--- Exercise goal ---
Beginning with the line containing "Mark the car shadow, one point per instance.", give every line again exactly as it is, ending with the last line of the entries.

Stored entries:
—————
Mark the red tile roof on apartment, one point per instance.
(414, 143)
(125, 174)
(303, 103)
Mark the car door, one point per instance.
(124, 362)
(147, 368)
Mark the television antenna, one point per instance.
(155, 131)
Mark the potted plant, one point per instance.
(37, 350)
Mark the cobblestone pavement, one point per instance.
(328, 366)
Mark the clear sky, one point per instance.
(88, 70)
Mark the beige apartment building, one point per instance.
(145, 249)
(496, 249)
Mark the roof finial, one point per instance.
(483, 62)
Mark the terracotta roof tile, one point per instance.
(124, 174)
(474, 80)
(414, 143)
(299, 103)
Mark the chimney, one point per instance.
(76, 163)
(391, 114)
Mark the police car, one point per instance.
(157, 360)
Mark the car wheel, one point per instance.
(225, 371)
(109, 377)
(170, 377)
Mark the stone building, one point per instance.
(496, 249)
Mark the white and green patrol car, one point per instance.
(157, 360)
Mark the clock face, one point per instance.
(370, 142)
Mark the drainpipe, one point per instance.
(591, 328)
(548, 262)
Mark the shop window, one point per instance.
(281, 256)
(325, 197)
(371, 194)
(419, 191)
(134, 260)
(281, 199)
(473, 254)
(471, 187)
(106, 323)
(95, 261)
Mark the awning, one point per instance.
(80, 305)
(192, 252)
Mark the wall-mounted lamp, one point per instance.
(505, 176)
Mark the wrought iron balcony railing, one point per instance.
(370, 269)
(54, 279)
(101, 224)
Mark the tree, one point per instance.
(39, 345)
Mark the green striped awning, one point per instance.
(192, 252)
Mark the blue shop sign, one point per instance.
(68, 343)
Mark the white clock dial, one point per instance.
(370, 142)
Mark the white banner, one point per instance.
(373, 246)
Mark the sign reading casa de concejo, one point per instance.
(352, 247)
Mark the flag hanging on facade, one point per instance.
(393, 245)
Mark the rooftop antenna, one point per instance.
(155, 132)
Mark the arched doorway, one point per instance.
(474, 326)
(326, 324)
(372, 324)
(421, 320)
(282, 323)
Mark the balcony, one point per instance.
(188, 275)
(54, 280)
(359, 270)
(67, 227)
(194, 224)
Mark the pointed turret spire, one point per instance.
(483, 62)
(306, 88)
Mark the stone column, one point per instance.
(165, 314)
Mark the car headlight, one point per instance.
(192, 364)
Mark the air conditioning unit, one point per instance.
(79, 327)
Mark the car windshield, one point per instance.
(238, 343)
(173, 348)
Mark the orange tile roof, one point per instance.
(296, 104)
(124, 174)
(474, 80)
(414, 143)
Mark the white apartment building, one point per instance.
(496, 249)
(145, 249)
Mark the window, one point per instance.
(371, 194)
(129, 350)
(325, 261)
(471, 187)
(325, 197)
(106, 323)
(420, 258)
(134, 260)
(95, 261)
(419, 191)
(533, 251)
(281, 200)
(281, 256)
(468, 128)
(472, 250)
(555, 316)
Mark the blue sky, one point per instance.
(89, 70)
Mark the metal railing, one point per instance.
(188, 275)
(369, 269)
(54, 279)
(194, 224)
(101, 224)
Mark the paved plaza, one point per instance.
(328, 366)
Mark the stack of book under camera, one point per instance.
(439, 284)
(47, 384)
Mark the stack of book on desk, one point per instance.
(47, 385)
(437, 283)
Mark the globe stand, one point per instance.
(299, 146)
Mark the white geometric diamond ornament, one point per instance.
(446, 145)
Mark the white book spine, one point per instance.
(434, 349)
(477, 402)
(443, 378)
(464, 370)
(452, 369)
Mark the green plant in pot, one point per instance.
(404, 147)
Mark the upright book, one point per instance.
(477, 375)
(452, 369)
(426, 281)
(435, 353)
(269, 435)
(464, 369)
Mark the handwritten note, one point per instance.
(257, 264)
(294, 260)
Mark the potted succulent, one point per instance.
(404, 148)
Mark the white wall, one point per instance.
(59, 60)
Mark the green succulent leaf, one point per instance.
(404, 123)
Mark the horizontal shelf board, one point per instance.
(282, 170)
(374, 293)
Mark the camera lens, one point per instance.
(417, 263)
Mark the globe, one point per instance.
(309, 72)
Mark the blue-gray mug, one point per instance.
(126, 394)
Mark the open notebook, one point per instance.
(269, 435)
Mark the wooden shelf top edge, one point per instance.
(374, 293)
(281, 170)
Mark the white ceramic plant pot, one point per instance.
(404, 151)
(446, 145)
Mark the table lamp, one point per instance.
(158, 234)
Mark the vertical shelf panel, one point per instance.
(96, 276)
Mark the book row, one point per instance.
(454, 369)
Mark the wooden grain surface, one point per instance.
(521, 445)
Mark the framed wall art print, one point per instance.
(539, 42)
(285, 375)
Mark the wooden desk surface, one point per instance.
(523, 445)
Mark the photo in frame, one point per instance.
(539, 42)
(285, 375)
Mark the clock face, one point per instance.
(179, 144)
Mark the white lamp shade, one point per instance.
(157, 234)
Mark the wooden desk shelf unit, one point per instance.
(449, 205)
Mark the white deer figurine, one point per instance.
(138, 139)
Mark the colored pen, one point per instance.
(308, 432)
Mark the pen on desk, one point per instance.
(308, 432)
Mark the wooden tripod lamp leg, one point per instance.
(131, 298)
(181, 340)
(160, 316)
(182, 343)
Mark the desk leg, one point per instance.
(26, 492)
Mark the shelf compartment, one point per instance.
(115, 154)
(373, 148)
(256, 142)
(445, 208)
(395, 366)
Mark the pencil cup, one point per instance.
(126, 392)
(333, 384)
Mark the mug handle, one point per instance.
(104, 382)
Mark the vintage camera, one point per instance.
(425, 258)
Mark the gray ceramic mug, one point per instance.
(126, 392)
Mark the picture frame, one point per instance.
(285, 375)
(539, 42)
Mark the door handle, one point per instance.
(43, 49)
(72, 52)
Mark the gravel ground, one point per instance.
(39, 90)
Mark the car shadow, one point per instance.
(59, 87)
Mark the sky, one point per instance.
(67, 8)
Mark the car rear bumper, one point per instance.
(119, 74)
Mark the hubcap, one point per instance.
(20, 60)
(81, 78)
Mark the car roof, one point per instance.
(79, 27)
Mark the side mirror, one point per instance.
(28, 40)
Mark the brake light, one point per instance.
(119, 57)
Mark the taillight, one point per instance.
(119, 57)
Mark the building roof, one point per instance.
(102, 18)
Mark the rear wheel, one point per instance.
—————
--- Exercise answer ---
Mark the car shadow, one point per instance.
(59, 87)
Mark the sky, one point per instance.
(67, 8)
Mark the car rear bumper, one point per instance.
(119, 74)
Mark the hubcap, one point per instance.
(20, 60)
(81, 78)
Mark the car roof, one point per instance.
(79, 27)
Mark the side mirror, one point per instance.
(28, 40)
Mark the brake light, one point per instance.
(119, 57)
Mark the taillight, one point per instance.
(119, 57)
Mark the building roof, one point per instance.
(102, 18)
Mark the rear wheel, one point per instance.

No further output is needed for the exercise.